YOUR TASK — Under this task are some entries; return every one of them exactly.

DATA —

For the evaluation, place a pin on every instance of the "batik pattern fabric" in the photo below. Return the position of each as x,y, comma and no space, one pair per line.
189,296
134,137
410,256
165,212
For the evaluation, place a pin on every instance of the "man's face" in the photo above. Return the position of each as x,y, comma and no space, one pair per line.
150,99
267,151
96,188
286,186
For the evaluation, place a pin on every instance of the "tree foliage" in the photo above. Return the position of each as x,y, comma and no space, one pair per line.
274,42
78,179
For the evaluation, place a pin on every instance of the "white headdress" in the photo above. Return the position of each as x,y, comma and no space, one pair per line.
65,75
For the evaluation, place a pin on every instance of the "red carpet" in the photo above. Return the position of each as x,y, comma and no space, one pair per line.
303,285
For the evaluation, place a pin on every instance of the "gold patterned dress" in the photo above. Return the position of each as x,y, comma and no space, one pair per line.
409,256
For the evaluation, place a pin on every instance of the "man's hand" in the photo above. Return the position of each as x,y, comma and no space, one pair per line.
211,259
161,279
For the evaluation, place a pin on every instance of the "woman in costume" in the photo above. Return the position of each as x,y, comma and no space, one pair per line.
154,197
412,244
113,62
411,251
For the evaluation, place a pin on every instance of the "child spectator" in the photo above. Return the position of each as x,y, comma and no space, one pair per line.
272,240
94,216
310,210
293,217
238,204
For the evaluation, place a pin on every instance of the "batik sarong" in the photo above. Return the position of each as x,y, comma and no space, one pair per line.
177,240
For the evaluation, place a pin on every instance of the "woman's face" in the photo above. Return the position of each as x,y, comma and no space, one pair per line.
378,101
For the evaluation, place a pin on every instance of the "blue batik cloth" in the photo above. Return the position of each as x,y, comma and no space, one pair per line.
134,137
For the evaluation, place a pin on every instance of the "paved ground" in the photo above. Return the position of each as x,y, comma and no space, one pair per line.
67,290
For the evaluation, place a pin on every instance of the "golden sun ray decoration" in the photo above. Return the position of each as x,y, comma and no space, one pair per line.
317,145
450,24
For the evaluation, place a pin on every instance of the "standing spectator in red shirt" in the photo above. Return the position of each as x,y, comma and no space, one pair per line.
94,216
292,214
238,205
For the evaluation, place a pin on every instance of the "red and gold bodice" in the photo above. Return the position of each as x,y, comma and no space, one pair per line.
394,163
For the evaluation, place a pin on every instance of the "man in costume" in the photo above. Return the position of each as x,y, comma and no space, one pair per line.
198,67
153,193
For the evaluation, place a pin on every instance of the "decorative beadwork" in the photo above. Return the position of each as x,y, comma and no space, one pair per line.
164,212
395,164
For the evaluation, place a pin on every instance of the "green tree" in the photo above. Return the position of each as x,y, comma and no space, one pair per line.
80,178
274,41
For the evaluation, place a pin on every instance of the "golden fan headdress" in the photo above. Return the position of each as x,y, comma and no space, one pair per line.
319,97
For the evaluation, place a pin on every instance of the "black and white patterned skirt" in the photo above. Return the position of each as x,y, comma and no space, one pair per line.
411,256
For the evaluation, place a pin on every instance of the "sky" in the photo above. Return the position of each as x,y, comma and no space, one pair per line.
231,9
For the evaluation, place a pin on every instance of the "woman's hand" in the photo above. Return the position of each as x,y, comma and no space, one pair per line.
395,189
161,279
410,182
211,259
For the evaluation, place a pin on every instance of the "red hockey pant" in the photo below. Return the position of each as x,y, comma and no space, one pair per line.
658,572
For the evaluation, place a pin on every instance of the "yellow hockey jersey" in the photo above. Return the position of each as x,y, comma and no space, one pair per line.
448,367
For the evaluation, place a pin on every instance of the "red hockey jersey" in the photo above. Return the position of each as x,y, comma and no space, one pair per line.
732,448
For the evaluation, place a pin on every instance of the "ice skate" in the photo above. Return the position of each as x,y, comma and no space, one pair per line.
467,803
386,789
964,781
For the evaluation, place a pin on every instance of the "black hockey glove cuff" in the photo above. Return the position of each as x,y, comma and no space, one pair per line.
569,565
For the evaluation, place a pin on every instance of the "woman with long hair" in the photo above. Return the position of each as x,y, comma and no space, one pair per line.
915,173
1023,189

RESULT —
For the evaluation, place a pin on every instance of the "batik pattern fabric" in the photo below. Return the position of each as x,y, comma and no space, one pair per line.
189,296
134,137
410,256
165,212
For the evaluation, place a pin on every instance of the "man's face" in the photo above. Return the position of each as x,y, comma and no space, one pair per line.
150,99
267,151
96,188
286,186
For the evaluation, place a pin on every instance of the "tree foliage" in the photo above. Return the position of each as x,y, comma and no space, one pair per line.
274,42
78,179
For the evaluation, place a pin on every instance of the "white headdress" in the photo above. Return the position of each as x,y, comma and no space, one pair per line.
65,75
For the evaluation, place a pin on every instance of the "red carpet" in the photo above. Return the position of each as x,y, comma and no space, one pair per line.
303,285
For the evaluation, place a pin on every instance of the "gold patterned dress" in the photo above. Return the position of each as x,y, comma and no space, one pair per line.
409,256
For the evaluation, place a pin on every instance of the "man's hand" in the photo above. Return the position of each as x,y, comma and no space, one pair per line.
211,259
161,279
For the evaluation, place a pin on every instance of the "woman in costume" in the photo above. Return the position of each as x,y, comma and no space, one pair per line.
154,197
412,244
113,62
411,251
For the evaluation, place a pin on every instance of the "child spectator" in the photo above. Return the position of each as x,y, comma and no space, one pair per line.
272,240
94,216
310,210
293,217
238,204
For the evaluation, place a pin on every instance of the "batik sarong" in the photo above. Return the position of each as x,y, comma and no space, one pair per line.
177,240
For the evaluation, place a pin on every instance of the "woman's face" in the photo above. Return the position of each as x,y, comma and no space, one pair per line.
378,101
For the evaluation, place a pin on every instance of the "blue batik cloth" in the photo above. Return the position of each as x,y, comma and no space, one pair per line.
134,137
For the evaluation, place a pin on every instance of the "paved ground" in the photo above. Return the position of each as x,y, comma and no space, one pair per line.
67,290
For the evaluation, place a pin on every instance of the "golden sun ray decoration" in the photo above. Return the position of each as x,y, comma and no space, one pair per line.
317,145
450,24
For the evaluation, place a pin on every instance of the "standing spectator in red shirt" in the photo above. Return the position of each as x,y, comma and no space, one pair per line.
94,216
292,214
238,205
For the evaluation, place a pin on every instance of the "red and gold bodice" in the photo above. Return the position of each as x,y, comma and no space, one pair per line.
394,163
For the evaluation, place a pin on every instance of the "man in costume" in the photo above. Return the position of each as x,y, comma and no space, one pair per line.
198,67
153,193
For the evaluation, place a pin on every instance of the "decorative beadwork" in the photo above. Return the position of each as x,y, comma and no space, one pair per line.
164,212
395,164
For the evaluation, place a pin on every instance of the "green tree" in the photo above. Return the position of each as x,y, comma and no space, one pair per line.
80,178
274,41
For the evaluation, place a pin on every instance of the "golden fan headdress" in the photo above. Return the position of each as x,y, comma and no space, one pair per line.
319,97
For the evaluation, place a pin on every instance of the "black and white patterned skirt" in the photo above. Return the position of each as x,y, comma and no space, one pair per line.
411,256
For the evaluation, place a pin on every instance of the "sky" in the photo above. Return the position of each as x,y, comma and no space, one pair per line.
231,9
For the evaluation, place a pin on every instance of the "woman's hand" in the photo above. Return the position of each as x,y, comma and no space, one pair per line.
395,189
161,279
410,182
211,259
For the evaluation, place a pin on every instance of the "red hockey pant" in the photo below. Return the position of each as x,y, comma and no space, one pair per line.
658,572
For the evaluation, place a pin on every instance of the "yellow hockey jersey" in the photo above. Return the position of each as x,y, comma and no space, one pair per line.
448,367
For the evaluation, place a pin on every instance of the "red hockey jersey" in the photo above. Return the position of each as x,y, comma and no space, one pair per line.
732,448
For the evaluation, place a pin on every instance of the "ice skate" in the photo above. Return the position of each as x,y, comma and no space, one pair per line.
467,803
386,789
964,781
For the evaluation, place a pin on every instance of the "black hockey glove cuff" in the photo above. Return the position of each as x,y, comma and no space, one pair per line.
569,565
For the evaluation, place a pin on every instance of the "woman with long hair" in the photo above. Return the position of each as x,y, comma and no space, one pair per line.
915,173
1023,189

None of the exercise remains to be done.